_Required action_
Copy the entries exactly, leaving out nothing.

_Records_
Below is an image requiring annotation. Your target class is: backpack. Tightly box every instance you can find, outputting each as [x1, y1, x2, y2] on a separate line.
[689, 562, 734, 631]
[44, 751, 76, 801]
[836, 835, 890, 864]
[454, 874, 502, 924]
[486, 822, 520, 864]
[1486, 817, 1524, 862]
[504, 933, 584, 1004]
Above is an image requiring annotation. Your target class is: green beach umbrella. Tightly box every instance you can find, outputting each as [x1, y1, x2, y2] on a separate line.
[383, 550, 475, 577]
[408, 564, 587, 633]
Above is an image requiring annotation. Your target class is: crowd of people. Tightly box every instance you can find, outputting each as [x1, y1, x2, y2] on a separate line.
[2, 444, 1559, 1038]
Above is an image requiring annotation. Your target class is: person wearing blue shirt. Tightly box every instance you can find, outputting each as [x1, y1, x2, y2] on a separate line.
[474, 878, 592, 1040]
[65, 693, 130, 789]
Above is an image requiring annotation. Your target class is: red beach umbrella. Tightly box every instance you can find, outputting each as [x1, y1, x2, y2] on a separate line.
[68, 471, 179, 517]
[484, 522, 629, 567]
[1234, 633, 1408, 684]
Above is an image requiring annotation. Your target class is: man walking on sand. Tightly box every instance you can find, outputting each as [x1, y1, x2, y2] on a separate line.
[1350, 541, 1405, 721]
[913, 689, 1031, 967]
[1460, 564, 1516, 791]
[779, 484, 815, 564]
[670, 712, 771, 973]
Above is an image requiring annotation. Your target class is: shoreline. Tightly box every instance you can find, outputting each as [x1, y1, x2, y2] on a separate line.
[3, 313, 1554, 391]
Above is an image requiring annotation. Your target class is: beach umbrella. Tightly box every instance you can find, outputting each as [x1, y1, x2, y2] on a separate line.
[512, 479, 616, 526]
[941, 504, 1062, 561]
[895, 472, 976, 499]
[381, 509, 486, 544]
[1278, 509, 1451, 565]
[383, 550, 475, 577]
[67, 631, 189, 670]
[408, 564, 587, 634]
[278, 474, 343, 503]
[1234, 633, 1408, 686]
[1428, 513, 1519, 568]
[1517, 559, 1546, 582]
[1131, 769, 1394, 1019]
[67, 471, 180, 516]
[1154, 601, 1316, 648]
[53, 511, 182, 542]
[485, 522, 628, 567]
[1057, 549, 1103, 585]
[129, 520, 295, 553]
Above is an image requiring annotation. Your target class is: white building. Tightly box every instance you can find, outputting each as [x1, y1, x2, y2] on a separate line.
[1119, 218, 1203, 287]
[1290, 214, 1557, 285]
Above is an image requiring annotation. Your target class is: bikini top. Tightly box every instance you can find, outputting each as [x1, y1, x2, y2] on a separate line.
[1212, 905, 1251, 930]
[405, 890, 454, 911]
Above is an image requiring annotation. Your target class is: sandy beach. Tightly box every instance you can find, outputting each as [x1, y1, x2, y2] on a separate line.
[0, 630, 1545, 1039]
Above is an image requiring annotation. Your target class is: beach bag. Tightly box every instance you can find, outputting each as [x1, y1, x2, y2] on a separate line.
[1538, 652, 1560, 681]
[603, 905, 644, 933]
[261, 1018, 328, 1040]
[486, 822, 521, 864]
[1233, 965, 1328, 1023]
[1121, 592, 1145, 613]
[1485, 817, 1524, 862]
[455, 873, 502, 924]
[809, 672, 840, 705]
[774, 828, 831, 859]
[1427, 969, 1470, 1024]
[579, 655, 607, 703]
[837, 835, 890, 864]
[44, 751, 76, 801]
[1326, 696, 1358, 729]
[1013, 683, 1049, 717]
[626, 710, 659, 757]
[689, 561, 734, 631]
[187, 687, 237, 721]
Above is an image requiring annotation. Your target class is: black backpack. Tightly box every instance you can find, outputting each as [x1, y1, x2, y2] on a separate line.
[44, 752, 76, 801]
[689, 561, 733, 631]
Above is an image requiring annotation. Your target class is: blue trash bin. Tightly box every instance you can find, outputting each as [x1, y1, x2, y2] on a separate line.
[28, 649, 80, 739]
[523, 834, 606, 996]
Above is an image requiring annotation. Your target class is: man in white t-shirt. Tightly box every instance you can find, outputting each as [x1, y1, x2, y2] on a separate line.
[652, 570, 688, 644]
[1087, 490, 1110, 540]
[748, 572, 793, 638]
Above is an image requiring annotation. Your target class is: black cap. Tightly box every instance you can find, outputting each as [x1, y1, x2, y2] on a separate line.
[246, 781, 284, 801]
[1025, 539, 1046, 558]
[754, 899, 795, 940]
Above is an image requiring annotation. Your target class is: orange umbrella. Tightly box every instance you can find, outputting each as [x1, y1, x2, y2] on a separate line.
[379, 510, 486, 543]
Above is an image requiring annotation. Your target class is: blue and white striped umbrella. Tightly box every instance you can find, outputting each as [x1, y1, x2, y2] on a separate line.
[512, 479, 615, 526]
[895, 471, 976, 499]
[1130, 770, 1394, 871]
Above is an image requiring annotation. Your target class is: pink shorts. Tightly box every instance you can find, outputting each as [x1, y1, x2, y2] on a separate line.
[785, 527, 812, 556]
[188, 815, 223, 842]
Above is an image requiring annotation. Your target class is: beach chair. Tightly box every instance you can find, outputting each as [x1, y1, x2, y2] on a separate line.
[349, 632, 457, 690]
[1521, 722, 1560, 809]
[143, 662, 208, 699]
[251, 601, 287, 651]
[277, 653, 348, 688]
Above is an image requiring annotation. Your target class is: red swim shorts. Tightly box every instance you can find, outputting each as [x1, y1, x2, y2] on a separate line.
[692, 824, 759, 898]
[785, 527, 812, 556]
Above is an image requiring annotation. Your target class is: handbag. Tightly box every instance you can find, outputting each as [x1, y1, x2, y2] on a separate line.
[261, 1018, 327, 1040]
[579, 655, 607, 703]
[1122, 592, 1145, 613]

_Answer for the task_
Below is an image requiring annotation. Your target class is: backpack. Tightly box every instance you can find, outputting each as [x1, y1, x2, y2] on a separate line.
[689, 562, 734, 631]
[44, 751, 76, 801]
[836, 835, 890, 864]
[454, 874, 502, 924]
[486, 822, 520, 864]
[1486, 817, 1524, 862]
[504, 933, 584, 1004]
Above is an image requiring annotation. Your target class is: green beach umbrella. Tightly box every instance you can find, outputting each as [x1, y1, x2, y2] on a separate line.
[383, 550, 475, 577]
[408, 564, 587, 633]
Above is an image requiring annotation. Your target class is: crowd of people. Tightly box every instance you can find, outputting each as [x1, y1, x2, y2] on a separate line.
[2, 444, 1559, 1038]
Above is an image requiring annotation. Your target class is: person wearing blue shirt. Tightly box every instance you can find, outputting each as [x1, y1, x2, y2] on a separate line.
[474, 878, 592, 1040]
[65, 693, 130, 789]
Above is an image requiring annotation. Your target class is: red beach umbrella. Tightly box every instance you can find, outputting each as [x1, y1, x2, y2] on a separate line.
[68, 471, 179, 517]
[484, 522, 629, 567]
[1234, 633, 1408, 684]
Above is an image requiring annotation. Your target class is: man walking on sand. Tightly box every instance you can find, outputting each as [x1, y1, x2, y2] on a separate line.
[1350, 541, 1405, 721]
[913, 689, 1031, 967]
[1460, 564, 1516, 791]
[779, 484, 815, 564]
[670, 712, 771, 973]
Above is an image requiring annotation. Your target class is: shoreline. Tightly box every instance you can find, outputting each as [x1, y1, x2, y2] on a separate line.
[3, 313, 1554, 391]
Above is an image requiring annotation. Your target class is: beach umbrella. Tightly box every instance you can find, outputting each as [x1, y1, x2, y2] on a separate line.
[512, 479, 616, 526]
[941, 504, 1062, 561]
[895, 472, 976, 499]
[381, 509, 486, 544]
[1278, 509, 1451, 565]
[383, 550, 475, 577]
[67, 631, 189, 670]
[408, 564, 587, 634]
[278, 474, 343, 503]
[1234, 633, 1408, 686]
[1428, 513, 1519, 568]
[1517, 559, 1546, 582]
[1131, 769, 1394, 1019]
[67, 471, 180, 516]
[1154, 601, 1316, 648]
[53, 511, 182, 542]
[485, 522, 628, 567]
[1057, 549, 1103, 585]
[129, 520, 295, 553]
Above is an image requiring annotation. Your target class is: white building. Tightly box every instance you can find, outputting each as [x1, y1, x2, y2] on a separate line.
[1119, 218, 1203, 287]
[1290, 214, 1557, 285]
Above is an image requiring annotation. Your target class is: bikini top. Tightly box every instance you can find, outputting each as [x1, y1, x2, y2] on a separate line.
[1212, 905, 1251, 930]
[405, 890, 454, 911]
Above is an image requiring annotation. Your target class is: sandy beach. Tightly box every instance you can find, outputting each as [x1, y1, x2, y2] on a separate line.
[0, 630, 1545, 1039]
Above is an image requiring annotation. Your target class is: beach bag. Tightly box every instance you can find, outputting each as [x1, y1, x2, y2] on a separate line.
[1538, 652, 1560, 681]
[603, 905, 644, 933]
[261, 1018, 328, 1040]
[486, 822, 521, 864]
[1233, 965, 1328, 1023]
[1121, 592, 1145, 613]
[1485, 817, 1524, 862]
[455, 873, 502, 924]
[809, 672, 840, 705]
[774, 828, 831, 859]
[1427, 969, 1470, 1024]
[579, 655, 607, 703]
[837, 835, 890, 864]
[44, 751, 76, 801]
[1326, 696, 1358, 729]
[1013, 683, 1049, 717]
[626, 710, 659, 757]
[689, 561, 734, 631]
[187, 687, 237, 721]
Above is an image requiring annotation. Your target class is: black backpack. Tightly box every instance you can find, outputting each as [x1, y1, x2, y2] on a separate line.
[44, 752, 76, 801]
[689, 561, 733, 631]
Above is an image requiring annotation. Your target class is: blue trash bin. Tightly box every instance you can find, outputting each as [x1, y1, x2, y2] on a separate line.
[28, 649, 80, 739]
[523, 834, 606, 996]
Above is an image requiring annotation. Your target class is: man in white t-shirt. Tightly box every instance you can find, outputting each as [x1, y1, x2, y2] on a separate line.
[652, 570, 688, 644]
[1087, 490, 1110, 540]
[748, 572, 793, 638]
Above is an image requiring annotation. Your target class is: black cap. Tightly box every instance you can find, outputting each as [x1, y1, x2, y2] on a separate line.
[246, 781, 284, 801]
[1025, 539, 1046, 558]
[754, 899, 795, 940]
Above is an image requiring annotation. Your target class is: orange umbrella. Tightly box every instance you can find, outputting each as [x1, y1, x2, y2] on a separate line.
[379, 510, 486, 543]
Above is an image requiring annotation. Your target class is: blue and white striped umbrella. Tightly box every instance you can find, outputting each as [x1, y1, x2, y2] on a separate line.
[512, 479, 615, 526]
[895, 471, 976, 499]
[1130, 770, 1394, 871]
Above is an image requiring annotation. Your target class is: pink shorts. Tightly box every instance you can find, outputting each as [x1, y1, x2, y2] on a separate line.
[785, 527, 812, 556]
[188, 815, 223, 842]
Above is an image requiring annotation. Your target class is: beach chair. Tightly box every instance you can find, outputting each as [x1, y1, x2, y2] on a separate line.
[349, 632, 457, 690]
[1521, 722, 1560, 809]
[143, 662, 208, 699]
[251, 601, 287, 651]
[277, 653, 348, 688]
Above is an image requiring annotation. Your target class is: red swim shorts. Tightly box every instance you can find, outputting each as [x1, y1, x2, y2] on a separate line.
[692, 824, 759, 898]
[785, 527, 812, 556]
Above is an image requiring annotation. Your target class is: handbag. Tightly box every instance you can find, outputting each as [x1, y1, x2, y2] on a separate line.
[261, 1018, 327, 1040]
[579, 655, 607, 703]
[1122, 592, 1145, 613]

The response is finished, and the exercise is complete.